- **Passage**:
═══

Techniques can range from counseling to conversion techniques like electroshock, chemical or deprivation treatments.

Transgender woman Alison Gill from Maryland, joins LGBT supporters in front of the U.S. Supreme Court, Tuesday, Oct. 8, 2019, in Washington.
Manuel Balce Ceneta/AP

"It is clear to the AMA that the conversion therapy needs to end in the United States given the risk of deliberate harm to LGBTQ people," Dr. William Kobler, a member of the AMA board, said in a statement last week. "Conversion therapy has no foundation as scientifically valid medical care and lacks credible evidence to support its efficacy or safety."

In addition to advocating for policy change on a federal level, the AMA also plans to develop model laws to guide state legislatures, the association said. It said it heard testimony, including first-hand accounts, regarding the significant harms triggered by conversion therapy, including depression, post-traumatic stress disorder and suicidal thoughts and attempts, according to the statement.

Research shows that nearly 700,000 LGBT adults between age 18 and 59 admitted to going through conversion therapy, including about 350,000 subjected to the practice as children, according to a study released in June 2019 by the Williams Institute at the University of California, Los Angeles.

Separately, two-thirds of LGBTQ youth surveyed by the The Trevor Project, which provides support for LGBTQ youth as well as resources for crisis and suicide prevention, reported that someone tried to convince them to change their sexual orientation or gender identity, according to the nonprofit group's 2019 National Survey on LGBTQ Mental Health.

Young people who have undergone conversion therapy were more than twice as likely to attempt suicide as those who did not, according to the survey.

═══

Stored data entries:
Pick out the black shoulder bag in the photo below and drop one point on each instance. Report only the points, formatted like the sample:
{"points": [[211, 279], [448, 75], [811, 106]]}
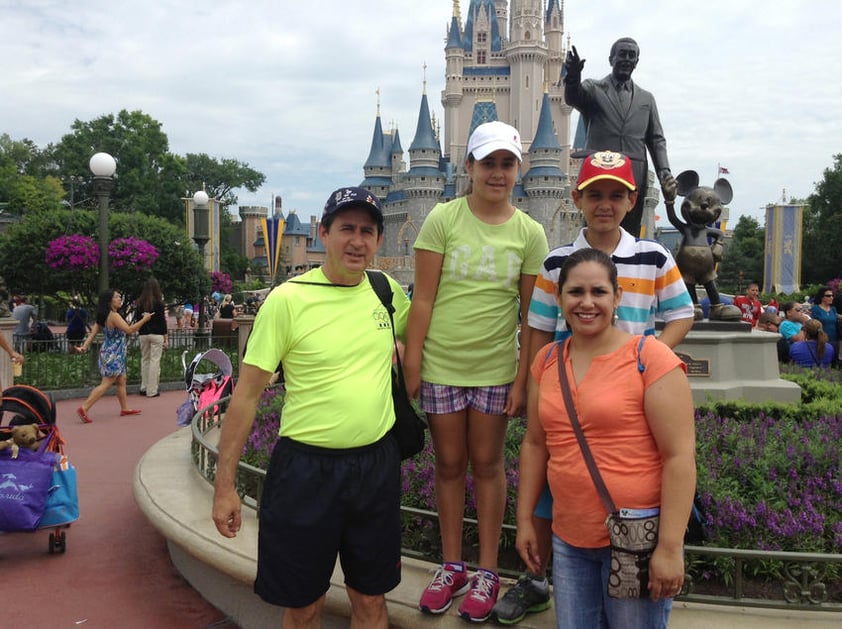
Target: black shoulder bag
{"points": [[633, 539], [410, 425]]}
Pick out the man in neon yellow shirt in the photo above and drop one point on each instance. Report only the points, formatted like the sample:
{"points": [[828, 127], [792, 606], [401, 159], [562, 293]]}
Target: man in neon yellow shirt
{"points": [[333, 484]]}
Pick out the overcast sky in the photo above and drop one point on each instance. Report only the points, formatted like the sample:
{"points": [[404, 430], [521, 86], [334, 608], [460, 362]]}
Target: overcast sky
{"points": [[290, 87]]}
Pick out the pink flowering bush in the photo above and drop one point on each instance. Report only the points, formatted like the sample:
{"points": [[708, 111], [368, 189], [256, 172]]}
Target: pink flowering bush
{"points": [[221, 282], [132, 254], [72, 253]]}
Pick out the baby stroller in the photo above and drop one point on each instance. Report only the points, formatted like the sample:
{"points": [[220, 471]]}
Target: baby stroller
{"points": [[203, 389], [37, 485]]}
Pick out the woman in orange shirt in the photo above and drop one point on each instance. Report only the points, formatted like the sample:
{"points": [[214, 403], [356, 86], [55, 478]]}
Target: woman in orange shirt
{"points": [[639, 427]]}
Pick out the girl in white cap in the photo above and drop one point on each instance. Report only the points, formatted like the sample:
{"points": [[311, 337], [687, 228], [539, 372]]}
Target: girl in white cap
{"points": [[476, 259]]}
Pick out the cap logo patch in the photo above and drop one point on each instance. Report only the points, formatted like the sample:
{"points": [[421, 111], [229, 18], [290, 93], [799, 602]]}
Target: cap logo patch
{"points": [[608, 160]]}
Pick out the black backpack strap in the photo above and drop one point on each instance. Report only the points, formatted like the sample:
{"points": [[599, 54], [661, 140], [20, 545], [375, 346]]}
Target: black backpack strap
{"points": [[383, 290]]}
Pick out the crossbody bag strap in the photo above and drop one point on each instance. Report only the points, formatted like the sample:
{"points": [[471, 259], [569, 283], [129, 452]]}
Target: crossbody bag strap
{"points": [[384, 293], [601, 489]]}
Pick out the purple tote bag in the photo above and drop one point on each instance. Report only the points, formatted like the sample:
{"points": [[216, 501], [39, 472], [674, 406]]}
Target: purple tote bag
{"points": [[24, 483]]}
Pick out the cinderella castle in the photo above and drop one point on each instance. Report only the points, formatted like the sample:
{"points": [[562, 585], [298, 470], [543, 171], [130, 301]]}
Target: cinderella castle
{"points": [[503, 63]]}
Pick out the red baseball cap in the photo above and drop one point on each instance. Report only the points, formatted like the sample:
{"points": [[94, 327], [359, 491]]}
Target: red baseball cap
{"points": [[606, 165]]}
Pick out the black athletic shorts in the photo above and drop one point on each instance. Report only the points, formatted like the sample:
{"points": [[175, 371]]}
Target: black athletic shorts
{"points": [[320, 502]]}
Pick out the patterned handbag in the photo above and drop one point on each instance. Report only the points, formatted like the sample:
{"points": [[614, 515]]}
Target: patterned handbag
{"points": [[633, 539]]}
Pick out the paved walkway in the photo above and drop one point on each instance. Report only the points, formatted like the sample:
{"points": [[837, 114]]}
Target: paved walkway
{"points": [[116, 571]]}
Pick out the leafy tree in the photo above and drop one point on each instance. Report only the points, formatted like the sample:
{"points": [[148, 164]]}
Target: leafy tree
{"points": [[742, 262], [23, 185], [149, 178], [820, 261], [220, 178], [22, 248]]}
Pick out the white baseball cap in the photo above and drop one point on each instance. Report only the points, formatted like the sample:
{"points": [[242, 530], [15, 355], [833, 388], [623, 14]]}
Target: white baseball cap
{"points": [[494, 136]]}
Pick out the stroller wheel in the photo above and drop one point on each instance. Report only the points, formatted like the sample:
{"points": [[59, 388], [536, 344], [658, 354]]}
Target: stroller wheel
{"points": [[58, 543]]}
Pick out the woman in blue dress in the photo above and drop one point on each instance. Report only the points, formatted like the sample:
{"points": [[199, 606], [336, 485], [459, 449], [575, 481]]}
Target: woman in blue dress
{"points": [[825, 312], [112, 352]]}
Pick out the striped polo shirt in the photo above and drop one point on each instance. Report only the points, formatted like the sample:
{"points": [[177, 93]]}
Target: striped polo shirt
{"points": [[646, 272]]}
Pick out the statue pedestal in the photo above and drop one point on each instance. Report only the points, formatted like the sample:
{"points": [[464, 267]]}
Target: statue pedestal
{"points": [[727, 361]]}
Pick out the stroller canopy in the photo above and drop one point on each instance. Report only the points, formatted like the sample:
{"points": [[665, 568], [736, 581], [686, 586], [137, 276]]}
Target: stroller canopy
{"points": [[30, 405]]}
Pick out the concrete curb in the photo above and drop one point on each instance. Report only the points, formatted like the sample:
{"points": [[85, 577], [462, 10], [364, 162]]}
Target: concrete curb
{"points": [[177, 501]]}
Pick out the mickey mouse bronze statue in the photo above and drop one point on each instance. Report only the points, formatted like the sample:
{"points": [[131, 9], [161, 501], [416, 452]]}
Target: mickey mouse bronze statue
{"points": [[697, 256]]}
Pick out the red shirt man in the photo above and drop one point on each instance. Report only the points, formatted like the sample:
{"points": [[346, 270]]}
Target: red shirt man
{"points": [[749, 304]]}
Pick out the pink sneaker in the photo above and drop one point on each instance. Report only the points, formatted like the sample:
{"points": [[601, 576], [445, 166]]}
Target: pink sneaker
{"points": [[450, 580], [482, 596]]}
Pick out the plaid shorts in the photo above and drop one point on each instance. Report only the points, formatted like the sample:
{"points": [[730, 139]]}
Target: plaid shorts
{"points": [[441, 399]]}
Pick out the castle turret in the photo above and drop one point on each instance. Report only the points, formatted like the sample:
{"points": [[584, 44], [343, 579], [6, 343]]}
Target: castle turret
{"points": [[378, 167], [526, 53], [424, 178]]}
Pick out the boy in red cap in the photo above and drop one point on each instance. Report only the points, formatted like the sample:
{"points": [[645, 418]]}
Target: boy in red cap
{"points": [[605, 192]]}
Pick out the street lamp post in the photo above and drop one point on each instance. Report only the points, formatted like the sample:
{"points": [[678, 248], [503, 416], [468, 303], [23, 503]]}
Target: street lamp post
{"points": [[201, 235], [103, 166]]}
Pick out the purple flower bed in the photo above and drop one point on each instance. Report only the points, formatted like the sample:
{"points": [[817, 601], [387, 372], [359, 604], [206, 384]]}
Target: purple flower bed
{"points": [[766, 483], [132, 254], [72, 253]]}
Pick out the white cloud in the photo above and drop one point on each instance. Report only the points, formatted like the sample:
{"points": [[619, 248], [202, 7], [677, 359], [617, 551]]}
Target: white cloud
{"points": [[289, 88]]}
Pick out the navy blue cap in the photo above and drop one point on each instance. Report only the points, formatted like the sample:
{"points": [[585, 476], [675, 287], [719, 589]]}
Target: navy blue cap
{"points": [[346, 198]]}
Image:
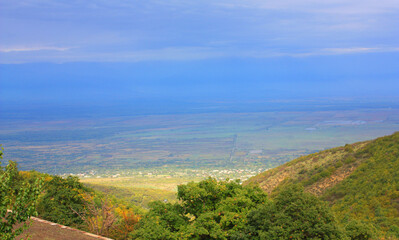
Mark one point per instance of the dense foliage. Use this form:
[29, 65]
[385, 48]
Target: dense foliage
[294, 214]
[62, 201]
[227, 210]
[371, 193]
[207, 210]
[17, 200]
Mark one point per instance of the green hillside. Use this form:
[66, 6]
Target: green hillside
[360, 180]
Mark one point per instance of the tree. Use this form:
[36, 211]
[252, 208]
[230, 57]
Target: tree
[294, 214]
[207, 210]
[62, 200]
[17, 200]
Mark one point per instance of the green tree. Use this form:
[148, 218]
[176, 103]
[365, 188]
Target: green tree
[294, 214]
[207, 210]
[62, 201]
[17, 200]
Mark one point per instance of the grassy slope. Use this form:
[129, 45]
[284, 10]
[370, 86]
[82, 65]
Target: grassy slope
[360, 180]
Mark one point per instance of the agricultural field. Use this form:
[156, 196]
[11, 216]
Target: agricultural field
[102, 147]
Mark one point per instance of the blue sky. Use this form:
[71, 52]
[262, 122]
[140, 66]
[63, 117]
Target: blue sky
[65, 50]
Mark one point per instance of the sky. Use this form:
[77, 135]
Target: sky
[103, 50]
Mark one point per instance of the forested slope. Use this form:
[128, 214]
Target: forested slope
[360, 180]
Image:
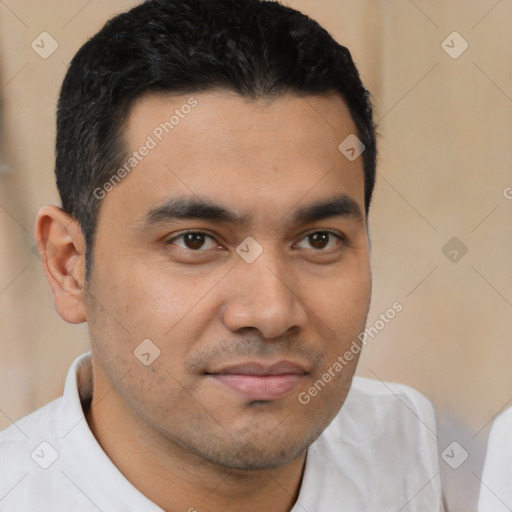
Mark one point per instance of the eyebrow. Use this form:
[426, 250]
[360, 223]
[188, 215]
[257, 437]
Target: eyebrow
[192, 208]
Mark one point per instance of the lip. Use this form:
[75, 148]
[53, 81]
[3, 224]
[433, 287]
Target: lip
[258, 381]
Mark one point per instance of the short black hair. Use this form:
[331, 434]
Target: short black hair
[256, 48]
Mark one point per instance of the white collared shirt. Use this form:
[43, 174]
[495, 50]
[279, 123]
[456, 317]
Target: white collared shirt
[378, 454]
[496, 487]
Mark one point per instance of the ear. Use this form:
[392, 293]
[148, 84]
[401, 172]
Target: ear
[62, 250]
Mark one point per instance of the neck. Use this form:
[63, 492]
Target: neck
[177, 480]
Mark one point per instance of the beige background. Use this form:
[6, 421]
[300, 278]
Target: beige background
[445, 165]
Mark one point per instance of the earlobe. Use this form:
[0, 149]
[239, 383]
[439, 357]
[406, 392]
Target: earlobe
[62, 248]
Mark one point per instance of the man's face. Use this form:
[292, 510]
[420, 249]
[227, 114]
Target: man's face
[238, 339]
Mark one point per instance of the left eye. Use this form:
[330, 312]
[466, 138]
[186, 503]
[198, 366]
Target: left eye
[194, 241]
[321, 240]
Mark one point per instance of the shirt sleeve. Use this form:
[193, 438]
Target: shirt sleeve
[496, 488]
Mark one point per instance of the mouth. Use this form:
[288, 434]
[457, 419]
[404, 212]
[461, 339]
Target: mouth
[258, 381]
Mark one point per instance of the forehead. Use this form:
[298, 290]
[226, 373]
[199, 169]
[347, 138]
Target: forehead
[243, 153]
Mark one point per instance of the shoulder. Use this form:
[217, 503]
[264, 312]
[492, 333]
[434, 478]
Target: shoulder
[388, 420]
[495, 491]
[21, 437]
[389, 401]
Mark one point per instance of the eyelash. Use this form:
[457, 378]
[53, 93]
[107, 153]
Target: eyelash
[341, 237]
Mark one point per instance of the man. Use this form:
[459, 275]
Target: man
[216, 162]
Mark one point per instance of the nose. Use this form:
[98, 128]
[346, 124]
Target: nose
[262, 296]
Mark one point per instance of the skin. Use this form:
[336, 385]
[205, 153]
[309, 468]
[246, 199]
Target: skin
[181, 437]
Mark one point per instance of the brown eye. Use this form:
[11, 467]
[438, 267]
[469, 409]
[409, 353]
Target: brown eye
[322, 240]
[193, 241]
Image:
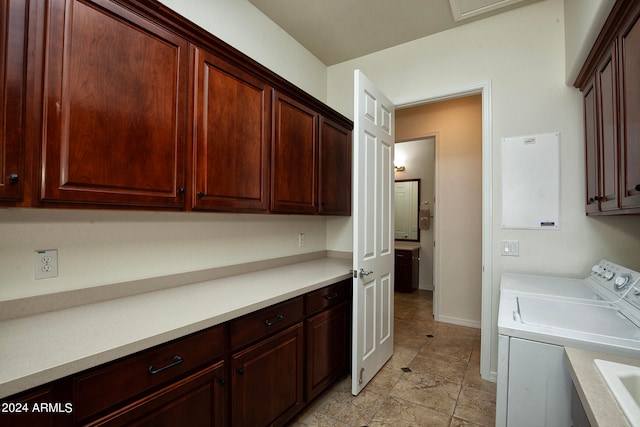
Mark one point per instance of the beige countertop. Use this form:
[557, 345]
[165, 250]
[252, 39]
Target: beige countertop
[40, 348]
[401, 244]
[598, 401]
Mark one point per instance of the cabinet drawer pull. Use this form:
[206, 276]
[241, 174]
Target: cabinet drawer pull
[176, 361]
[279, 318]
[332, 296]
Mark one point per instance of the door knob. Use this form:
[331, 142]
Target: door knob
[363, 273]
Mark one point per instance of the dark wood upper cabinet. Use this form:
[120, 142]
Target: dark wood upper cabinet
[607, 92]
[334, 184]
[13, 60]
[115, 108]
[233, 139]
[611, 93]
[132, 106]
[294, 159]
[630, 112]
[592, 147]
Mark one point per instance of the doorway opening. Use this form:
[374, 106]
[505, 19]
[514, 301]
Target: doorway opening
[483, 191]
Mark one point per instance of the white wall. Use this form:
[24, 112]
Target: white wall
[522, 53]
[104, 247]
[243, 26]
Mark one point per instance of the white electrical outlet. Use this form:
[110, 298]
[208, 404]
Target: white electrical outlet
[46, 264]
[510, 248]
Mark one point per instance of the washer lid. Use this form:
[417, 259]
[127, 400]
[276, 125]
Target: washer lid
[604, 320]
[547, 285]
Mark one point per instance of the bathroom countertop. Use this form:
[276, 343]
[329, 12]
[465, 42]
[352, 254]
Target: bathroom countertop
[598, 401]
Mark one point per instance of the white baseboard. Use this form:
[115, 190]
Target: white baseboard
[461, 322]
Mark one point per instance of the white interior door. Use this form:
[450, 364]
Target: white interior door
[373, 258]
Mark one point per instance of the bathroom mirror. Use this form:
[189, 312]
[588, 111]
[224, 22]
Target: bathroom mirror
[406, 210]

═══

- **What you need to do**:
(1) Rewrite the stretch from "Techniques can range" through "2019, in Washington." in the conversion therapy passage, replacing "counseling" with "talk therapy".
(2) According to the conversion therapy passage, how many LGBT adults between age 18 and 59 admitted to going through conversion therapy in the Williams Institute study?

- **Answers to this exercise**:
(1)
Techniques can range from talk therapy to conversion techniques like electroshock, chemical or deprivation treatments.

Transgender woman Alison Gill from Maryland, joins LGBT supporters in front of the U.S. Supreme Court, Tuesday, Oct. 8, 2019, in Washington.

(2) Nearly 700,000.